DOCUMENT PASSAGE:

Routine primary poliovirus vaccination of adults (generally those 18 years of age or older) residing in the US is not recommended. However, unimmunized adults who are potentially exposed to wild poliovirus and have not been adequately immunized should receive polio vaccination. In addition, persons with previous wild poliovirus disease who are incompletely immunized or unimmunized should be given additional doses of the IPOL vaccine if they fall into one or more categories listed.
The following categories of adults are at an increased risk of exposure to wild polioviruses: Travelers to regions or countries where poliomyelitis is endemic or epidemic; Healthcare workers in close contact with patients who may be excreting polioviruses; Laboratory workers handling specimens that may contain polioviruses.
IPOL Vaccine Dosage
IPOL is administered intramuscularly or subcutaneously. Single-antigen IPV is distributed in single-dose syringes or 10-dose vials. The recommended dose for both children and adults is 0.5 mL. It can be administered by the intramuscular or subcutaneous route, using a needle length appropriate for the age and size of the person receiving the vaccine.
IPOL Vaccine Active Substance
IPOL Vaccine Active substance: Inactivated Poliovirus type 1 (Mahoney) 40D antigen units Inactivated Poliovirus type 2 (MEF-1) 8D antigen units Inactivated Poliovirus type 3 (Saukett) 32D antigen units.
IPOL Vaccine News
June 14, 2021 - The Ministry of Public Health of Afghanistan and WHO, and UNICEF launched the third national polio immunization campaign. Following a challenging year in 2020, the polio program has intensified efforts to eradicate wild poliovirus type 1 (WPV1) and circulating vaccine-derived poliovirus type 2 (cVDPV2) outbreaks exacerbated due to disruptions to polio campaigns because of the COVID-19 pandemic. So far, WPV1 and cVDPV2 outbreaks have been contained in all accessible areas of the country.
March 4, 2021 - The U.S. CDC issued a Travel Alert, which said, 'There are polio outbreaks in several countries in Asia. The CDC recommends that all travelers to these countries be vaccinated fully against polio. In addition, before traveling to these countries, adults who completed their routine polio vaccine series as children should receive a single, lifetime adult booster dose of polio vaccine.

INFORMATION SHOWN:
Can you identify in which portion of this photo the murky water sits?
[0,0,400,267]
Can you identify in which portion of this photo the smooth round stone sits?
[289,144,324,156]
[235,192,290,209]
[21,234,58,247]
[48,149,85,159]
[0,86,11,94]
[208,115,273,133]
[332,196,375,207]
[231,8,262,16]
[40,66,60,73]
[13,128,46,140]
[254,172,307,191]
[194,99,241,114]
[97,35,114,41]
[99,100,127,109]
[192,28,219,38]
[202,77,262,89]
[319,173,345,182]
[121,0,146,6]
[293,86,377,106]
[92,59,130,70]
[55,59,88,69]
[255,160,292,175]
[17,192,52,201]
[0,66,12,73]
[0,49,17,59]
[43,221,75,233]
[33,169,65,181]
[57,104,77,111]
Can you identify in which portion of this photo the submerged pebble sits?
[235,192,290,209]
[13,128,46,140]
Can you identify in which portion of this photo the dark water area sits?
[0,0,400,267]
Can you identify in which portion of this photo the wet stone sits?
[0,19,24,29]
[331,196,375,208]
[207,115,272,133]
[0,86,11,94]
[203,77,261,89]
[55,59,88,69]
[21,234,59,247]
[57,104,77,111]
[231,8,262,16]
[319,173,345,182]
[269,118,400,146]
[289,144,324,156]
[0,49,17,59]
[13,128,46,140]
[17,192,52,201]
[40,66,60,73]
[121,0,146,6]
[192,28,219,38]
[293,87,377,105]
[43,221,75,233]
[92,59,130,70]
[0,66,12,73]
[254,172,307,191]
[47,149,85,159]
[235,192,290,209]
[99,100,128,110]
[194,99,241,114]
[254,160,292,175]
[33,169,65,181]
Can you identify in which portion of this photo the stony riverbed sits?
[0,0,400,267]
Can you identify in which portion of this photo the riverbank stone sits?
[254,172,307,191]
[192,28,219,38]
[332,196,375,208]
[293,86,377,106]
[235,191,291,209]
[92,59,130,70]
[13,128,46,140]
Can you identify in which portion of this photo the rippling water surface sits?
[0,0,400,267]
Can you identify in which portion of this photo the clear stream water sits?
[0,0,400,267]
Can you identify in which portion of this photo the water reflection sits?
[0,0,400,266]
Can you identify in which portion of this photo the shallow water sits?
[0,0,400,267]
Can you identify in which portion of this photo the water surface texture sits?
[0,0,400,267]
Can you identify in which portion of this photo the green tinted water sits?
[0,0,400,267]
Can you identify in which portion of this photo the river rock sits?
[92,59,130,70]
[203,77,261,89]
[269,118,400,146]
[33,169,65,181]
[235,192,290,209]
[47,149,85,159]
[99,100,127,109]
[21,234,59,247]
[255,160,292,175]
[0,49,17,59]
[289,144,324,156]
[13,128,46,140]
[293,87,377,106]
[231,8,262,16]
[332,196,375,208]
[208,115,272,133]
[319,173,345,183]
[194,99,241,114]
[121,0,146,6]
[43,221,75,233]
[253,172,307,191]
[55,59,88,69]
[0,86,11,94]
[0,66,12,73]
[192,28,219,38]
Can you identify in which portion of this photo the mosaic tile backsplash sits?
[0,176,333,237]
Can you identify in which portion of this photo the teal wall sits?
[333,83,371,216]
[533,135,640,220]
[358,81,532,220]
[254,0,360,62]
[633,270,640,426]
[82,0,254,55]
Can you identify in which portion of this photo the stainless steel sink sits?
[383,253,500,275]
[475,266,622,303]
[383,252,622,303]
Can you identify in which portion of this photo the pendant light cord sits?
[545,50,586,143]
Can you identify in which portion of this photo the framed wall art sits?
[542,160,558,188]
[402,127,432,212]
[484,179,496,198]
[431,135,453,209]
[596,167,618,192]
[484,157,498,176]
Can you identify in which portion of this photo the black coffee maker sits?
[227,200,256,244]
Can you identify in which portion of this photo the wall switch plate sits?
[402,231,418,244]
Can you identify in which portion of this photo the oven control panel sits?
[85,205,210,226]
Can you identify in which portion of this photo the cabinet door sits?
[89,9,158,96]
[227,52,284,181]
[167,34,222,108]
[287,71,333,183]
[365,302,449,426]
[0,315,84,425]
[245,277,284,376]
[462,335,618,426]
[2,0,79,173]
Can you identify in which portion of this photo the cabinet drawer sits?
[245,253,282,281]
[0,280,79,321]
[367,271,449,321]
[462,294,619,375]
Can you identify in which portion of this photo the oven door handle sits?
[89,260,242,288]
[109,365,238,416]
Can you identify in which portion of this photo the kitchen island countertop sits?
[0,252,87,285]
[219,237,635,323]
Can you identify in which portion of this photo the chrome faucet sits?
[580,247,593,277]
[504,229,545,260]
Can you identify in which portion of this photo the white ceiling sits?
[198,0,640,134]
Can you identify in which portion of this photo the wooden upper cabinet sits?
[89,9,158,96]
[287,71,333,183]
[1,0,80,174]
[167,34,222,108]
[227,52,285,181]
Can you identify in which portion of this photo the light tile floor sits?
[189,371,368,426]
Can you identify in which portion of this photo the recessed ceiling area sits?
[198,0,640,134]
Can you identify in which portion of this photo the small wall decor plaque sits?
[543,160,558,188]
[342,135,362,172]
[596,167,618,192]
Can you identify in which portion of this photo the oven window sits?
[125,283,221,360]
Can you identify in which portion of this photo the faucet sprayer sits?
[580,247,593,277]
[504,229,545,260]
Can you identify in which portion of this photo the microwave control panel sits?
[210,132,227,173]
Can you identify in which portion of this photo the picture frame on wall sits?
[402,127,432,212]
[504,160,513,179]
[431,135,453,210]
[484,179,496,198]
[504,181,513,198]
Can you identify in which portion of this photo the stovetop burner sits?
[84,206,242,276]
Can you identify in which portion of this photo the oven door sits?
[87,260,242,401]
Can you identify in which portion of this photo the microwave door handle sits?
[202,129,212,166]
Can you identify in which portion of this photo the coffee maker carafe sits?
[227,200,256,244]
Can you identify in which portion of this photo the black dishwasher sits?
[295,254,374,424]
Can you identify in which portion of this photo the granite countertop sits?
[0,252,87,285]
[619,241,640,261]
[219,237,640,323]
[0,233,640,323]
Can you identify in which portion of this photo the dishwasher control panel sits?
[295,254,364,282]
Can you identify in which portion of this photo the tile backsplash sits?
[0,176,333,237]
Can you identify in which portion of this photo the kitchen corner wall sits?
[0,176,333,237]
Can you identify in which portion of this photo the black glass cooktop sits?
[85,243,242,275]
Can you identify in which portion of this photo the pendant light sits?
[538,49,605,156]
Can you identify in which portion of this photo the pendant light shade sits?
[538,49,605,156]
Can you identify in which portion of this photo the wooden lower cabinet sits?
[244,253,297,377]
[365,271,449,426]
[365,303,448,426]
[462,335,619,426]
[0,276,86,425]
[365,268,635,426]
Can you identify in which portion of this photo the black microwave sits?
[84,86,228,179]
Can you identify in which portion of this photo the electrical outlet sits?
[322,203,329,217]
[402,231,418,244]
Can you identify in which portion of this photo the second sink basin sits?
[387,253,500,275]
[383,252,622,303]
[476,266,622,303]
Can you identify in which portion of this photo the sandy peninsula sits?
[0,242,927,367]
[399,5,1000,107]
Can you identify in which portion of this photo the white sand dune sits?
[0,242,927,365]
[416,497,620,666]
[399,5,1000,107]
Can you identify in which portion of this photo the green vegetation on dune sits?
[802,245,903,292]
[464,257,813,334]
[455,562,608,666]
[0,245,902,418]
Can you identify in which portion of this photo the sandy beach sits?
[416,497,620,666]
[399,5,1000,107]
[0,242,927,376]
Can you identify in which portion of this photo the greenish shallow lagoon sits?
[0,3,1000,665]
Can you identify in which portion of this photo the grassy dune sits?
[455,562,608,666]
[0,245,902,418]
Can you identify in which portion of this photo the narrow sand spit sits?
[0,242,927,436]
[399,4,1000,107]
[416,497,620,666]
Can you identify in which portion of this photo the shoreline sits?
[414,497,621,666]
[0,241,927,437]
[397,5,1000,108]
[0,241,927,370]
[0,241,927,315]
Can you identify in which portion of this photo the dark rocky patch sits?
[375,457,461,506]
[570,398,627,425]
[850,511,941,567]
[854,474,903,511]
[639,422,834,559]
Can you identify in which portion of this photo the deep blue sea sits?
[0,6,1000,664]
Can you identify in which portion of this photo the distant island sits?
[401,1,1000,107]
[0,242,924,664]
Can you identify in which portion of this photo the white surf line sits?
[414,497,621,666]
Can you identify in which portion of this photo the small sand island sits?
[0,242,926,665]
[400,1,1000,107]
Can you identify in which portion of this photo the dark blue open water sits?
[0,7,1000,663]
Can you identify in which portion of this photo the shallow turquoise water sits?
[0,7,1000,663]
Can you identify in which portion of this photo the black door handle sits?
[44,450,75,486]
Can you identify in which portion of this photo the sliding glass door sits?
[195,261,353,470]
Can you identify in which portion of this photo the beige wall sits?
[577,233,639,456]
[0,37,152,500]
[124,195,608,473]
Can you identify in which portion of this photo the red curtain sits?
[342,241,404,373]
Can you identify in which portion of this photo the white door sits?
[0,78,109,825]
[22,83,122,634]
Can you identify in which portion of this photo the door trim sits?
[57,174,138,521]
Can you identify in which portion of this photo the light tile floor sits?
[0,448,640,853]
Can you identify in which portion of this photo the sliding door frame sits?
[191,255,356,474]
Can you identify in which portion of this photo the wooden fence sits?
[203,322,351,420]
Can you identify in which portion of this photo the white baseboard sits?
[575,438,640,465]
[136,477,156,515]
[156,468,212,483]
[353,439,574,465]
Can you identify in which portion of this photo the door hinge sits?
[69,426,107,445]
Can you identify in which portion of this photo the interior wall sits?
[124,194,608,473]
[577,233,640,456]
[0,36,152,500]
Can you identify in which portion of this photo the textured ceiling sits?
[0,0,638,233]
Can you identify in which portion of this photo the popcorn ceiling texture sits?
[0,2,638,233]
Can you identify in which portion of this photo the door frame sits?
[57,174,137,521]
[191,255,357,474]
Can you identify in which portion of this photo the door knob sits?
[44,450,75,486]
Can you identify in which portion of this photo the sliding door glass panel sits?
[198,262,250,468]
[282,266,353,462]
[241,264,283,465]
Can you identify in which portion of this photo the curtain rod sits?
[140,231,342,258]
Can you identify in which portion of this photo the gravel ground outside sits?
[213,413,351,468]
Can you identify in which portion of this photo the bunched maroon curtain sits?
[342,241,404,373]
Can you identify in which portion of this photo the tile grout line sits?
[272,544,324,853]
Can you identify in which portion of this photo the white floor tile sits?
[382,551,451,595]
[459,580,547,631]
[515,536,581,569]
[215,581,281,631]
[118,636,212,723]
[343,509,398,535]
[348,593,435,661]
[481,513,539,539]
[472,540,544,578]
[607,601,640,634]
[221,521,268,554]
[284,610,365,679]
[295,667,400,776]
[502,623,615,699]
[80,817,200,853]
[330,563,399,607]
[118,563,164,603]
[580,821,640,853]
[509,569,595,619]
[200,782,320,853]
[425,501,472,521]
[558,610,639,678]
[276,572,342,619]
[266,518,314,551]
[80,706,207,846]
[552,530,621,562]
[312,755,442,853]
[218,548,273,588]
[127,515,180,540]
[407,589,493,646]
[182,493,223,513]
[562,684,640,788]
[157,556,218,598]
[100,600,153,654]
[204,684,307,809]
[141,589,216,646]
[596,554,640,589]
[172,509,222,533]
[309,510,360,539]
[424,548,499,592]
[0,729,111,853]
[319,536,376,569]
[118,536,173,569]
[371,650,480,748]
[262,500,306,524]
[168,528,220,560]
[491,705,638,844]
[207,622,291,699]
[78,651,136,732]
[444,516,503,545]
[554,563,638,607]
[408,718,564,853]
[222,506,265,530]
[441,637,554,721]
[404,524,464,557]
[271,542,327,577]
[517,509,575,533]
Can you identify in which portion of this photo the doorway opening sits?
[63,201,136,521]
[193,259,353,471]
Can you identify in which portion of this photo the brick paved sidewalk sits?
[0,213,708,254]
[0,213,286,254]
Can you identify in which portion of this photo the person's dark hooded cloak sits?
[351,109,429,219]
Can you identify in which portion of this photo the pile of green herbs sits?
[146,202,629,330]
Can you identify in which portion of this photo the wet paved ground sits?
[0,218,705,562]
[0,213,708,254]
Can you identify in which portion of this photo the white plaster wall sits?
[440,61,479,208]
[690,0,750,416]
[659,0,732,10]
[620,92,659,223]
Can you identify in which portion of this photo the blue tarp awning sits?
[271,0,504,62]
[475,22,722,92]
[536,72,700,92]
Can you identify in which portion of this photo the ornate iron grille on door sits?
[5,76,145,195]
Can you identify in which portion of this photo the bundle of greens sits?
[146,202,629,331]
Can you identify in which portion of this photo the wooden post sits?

WHAT THIS TASK INVOLVES: Carry on the IPOL vaccine passage from its last sentence. The items are separate from the IPOL vaccine passage and have nothing to do with it.

TASK RESPONSE:
December 9, 2020 - According to the latest report from the Global Polio Eradication Initiative, 4 countries reported additional polio cases involving vaccine-derived polio. Pakistan: five WPV1 positive environmental samples, six cVDPV2 cases, and eight cVDPV2 positive environmental samples; Central African Republic: one cVDPV2 case; Chad: nine cVDPV2 cases; Somalia: one cVDPV2 case.
December 9, 2020 - Scientists evaluated the two nOPV2 candidates in parallel clinical studies in adults, young children, and infants in two different countries to assess their safety and immunogenicity compared with the licensed Sabin mOPV2 designed to replace them. Designed to be more genetically stable than the licensed Sabin oral vaccine, the new vaccine appears safe. In addition, according to the research published in The Lancet, it provides similar immune responses when tested in healthy adults, children, and infants.
November 13, 2020 - The WHO issued an Emergency Use Listing recommendation for the type 2 novel oral polio vaccine (nOPV2).
June 4, 2020 - The world’s largest company devoted exclusively to the research and manufacture of vaccines has discontinued their Poliovax vaccine production, which is produced using a cell line from an aborted child.
December 11, 2019 - FDA: Poliovirus Vaccine Inactivated (Monkey Kidney Cell). IPOL vaccine is indicated for active immunization of infants (as young as 6 weeks of age), children, and adults to prevent poliomyelitis caused by poliovirus types 1, 2, and 3.
March 25, 2015 - Sanofi Pasteur announced that the U.S. FDA approved the use of Quadracel™ (Diphtheria and Tetanus Toxoids and Acellular Pertussis Absorbed and Inactivated Poliovirus; DTaP-IPV) vaccine for active immunization against diphtheria, tetanus, pertussis, and poliomyelitis in children 4 through 6 years of age.